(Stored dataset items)
# # # # #
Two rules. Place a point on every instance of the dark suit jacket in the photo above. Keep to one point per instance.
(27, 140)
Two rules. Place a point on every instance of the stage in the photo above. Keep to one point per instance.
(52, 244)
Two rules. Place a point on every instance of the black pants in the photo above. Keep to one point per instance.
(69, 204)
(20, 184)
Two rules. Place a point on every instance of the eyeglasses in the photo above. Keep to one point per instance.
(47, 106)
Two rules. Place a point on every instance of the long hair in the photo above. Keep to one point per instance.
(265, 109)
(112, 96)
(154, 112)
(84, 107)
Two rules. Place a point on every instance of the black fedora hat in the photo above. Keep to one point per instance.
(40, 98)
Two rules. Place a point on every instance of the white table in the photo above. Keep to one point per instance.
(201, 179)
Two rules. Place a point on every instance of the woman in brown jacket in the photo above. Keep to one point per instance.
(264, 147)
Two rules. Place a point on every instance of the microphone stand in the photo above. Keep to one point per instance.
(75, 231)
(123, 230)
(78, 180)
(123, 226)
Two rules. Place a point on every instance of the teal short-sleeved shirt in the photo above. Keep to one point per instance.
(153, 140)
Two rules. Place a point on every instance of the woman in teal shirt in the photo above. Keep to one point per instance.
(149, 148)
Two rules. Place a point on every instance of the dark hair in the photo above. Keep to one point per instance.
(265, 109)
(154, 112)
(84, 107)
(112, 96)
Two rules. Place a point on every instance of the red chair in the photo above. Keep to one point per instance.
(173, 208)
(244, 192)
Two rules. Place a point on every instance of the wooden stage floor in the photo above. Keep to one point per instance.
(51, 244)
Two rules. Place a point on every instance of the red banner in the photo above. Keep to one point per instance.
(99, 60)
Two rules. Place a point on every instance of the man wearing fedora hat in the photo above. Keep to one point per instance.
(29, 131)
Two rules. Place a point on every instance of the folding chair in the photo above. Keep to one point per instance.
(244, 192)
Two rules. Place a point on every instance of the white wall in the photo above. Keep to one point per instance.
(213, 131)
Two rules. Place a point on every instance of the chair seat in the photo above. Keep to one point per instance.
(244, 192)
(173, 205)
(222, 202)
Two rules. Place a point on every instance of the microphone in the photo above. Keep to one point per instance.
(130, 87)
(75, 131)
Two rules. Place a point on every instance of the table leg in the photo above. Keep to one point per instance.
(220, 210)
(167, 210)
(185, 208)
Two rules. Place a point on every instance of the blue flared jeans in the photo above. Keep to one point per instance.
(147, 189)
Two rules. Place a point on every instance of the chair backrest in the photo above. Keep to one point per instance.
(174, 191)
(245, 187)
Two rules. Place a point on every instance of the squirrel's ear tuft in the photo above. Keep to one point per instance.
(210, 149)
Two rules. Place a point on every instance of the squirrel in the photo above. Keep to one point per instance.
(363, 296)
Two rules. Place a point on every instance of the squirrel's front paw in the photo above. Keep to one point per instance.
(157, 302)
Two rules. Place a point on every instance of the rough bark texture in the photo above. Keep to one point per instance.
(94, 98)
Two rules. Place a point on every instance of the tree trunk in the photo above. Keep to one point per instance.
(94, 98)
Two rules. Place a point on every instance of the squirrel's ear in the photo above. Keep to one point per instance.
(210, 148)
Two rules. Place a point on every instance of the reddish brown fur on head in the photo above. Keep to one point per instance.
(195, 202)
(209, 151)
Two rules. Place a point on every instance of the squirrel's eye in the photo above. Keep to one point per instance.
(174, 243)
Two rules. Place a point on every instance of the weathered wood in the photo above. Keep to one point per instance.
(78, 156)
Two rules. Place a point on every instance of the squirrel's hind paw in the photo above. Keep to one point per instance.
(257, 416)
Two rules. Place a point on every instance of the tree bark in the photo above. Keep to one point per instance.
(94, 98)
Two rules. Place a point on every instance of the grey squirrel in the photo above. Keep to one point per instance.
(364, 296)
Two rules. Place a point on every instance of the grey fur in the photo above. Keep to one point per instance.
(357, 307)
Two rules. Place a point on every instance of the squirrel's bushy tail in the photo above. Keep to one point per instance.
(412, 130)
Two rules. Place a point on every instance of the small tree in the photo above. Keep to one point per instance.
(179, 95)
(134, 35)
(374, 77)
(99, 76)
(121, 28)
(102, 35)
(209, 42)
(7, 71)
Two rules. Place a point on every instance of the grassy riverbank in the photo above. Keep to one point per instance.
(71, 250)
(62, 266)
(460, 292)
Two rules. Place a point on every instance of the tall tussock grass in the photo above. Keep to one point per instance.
# # # # #
- Problem details
Every line of the records above needs to be given again exactly.

- Solution
Two rules. Place a point on every instance of the dark suit jacket in the photo above. Keep to one point per instance.
(27, 140)
Two rules. Place a point on every instance of the stage in the photo above. Keep to one point per instance.
(52, 244)
Two rules. Place a point on every instance of the black pants in the photo above. Keep to one point per instance.
(69, 204)
(20, 184)
Two rules. Place a point on every instance of the eyeglasses in the photo above. Keep to one point per instance.
(47, 106)
Two rules. Place a point on every instance of the long hair in the photo above. Keep to one point per instance.
(265, 109)
(112, 96)
(154, 112)
(84, 107)
Two rules. Place a point on every instance of the black fedora hat in the photo above. Keep to one point per instance.
(40, 98)
Two rules. Place a point on every instance of the white table in the photo above. Keep to one point per instance.
(201, 179)
Two rules. Place a point on every instance of the woman in brown jacket in the photo above. Keep to one point per instance.
(264, 147)
Two rules. Place a point on every instance of the microphone stand in the photo above. Keep to one point per instance.
(75, 231)
(123, 230)
(78, 180)
(123, 226)
Two rules. Place a point on every instance of the teal short-sleeved shirt in the photo above. Keep to one point per instance.
(153, 140)
Two rules. Place a point on every instance of the woman in teal shirt in the photo above. Keep to one point per instance.
(149, 148)
Two rules. Place a point on every instance of the dark hair in the photo above. Keep to one point per instance.
(265, 109)
(154, 112)
(84, 107)
(112, 96)
Two rules. Place a point on every instance of the red chair in the photo above. Keep to one point per instance.
(173, 208)
(244, 192)
Two rules. Place a point on every instance of the wooden stage floor in the photo above. Keep to one point per instance.
(51, 244)
Two rules. Place a point on every instance of the red banner in the photo above. Keep to one point per instance.
(99, 60)
Two rules. Place a point on every instance of the man wearing fedora hat in the photo above. Keep to one point per instance.
(29, 131)
Two rules. Place a point on every instance of the folding chair in the photo above. Keep to one point per instance.
(244, 192)
Two rules. Place a point on every instance of the white wall in the photo above. Keep to one point per instance.
(213, 131)
Two rules. Place a point on every instance of the chair seat in the photo above. Keep to one point per instance.
(244, 192)
(173, 205)
(222, 202)
Two rules. Place a point on every instance of the microphone in the photo above. Keep to one point per instance.
(130, 87)
(75, 131)
Two rules. Place a point on every instance of the table leg in the photo above. Keep to one point per instance.
(220, 210)
(167, 210)
(185, 208)
Two rules. Place a point on every instance of the blue flared jeans in the photo above. Keep to one point per instance.
(147, 189)
Two rules. Place a point on every instance of the chair backrest in the photo above. Keep to one point per instance.
(174, 191)
(245, 187)
Two rules. Place a point on every instance of the squirrel's ear tuft in the photo above. Keep to one point per instance.
(210, 149)
Two rules. Place a point on every instance of the squirrel in the photo above. Keep to one point per instance.
(363, 296)
Two rules. Place a point on every instance of the squirrel's front paw in the photo above. Keep to one point per instance.
(157, 302)
Two rules. Place a point on every instance of the rough bark texture in the photo above. Keep to one point per instance.
(94, 98)
Two rules. Place a point on every instance of the tree trunk in the photo above. Keep to one point per instance.
(94, 98)
Two rules. Place a point on every instance of the squirrel's ear in the photo above. Keep to one point per instance.
(210, 148)
Two rules. Place a point on every instance of the reddish brown fur on head in the photo above. Keep to one point per instance.
(195, 202)
(209, 151)
Two rules. Place a point on every instance of the squirrel's eye in the photo above. Keep to one point per instance.
(174, 243)
Two rules. Place a point on every instance of the weathered wood in the photo above. Keep to one point per instance.
(78, 156)
Two rules. Place a point on every instance of the squirrel's hind paw in the photo above. Keep to one point per instance.
(257, 416)
Two rules. Place a point on every instance of the tree bark in the photo above. Keep to one point per instance.
(94, 98)
Two rules. Place a point on every instance of the grey squirrel in the photo above. Keep to one point per instance.
(364, 296)
Two rules. Place a point on every instance of the grey fur in the photo above. Keep to one point per instance.
(357, 307)
Two rules. Place a point on every instance of the squirrel's bushy tail in the photo above. Keep to one point per instance.
(412, 130)
Two rules. Place a point on every instance of the small tree in the photo above. Keep to one point per instance.
(179, 95)
(134, 35)
(374, 77)
(99, 76)
(121, 28)
(102, 35)
(209, 42)
(7, 71)
Two rules. Place a point on every instance of the grassy riverbank in the photo above. Keep to one point per instance.
(71, 250)
(62, 266)
(460, 292)
Two rules. Place a point on every instance of the tall tussock grass in the photo above. Keep to one point per instance.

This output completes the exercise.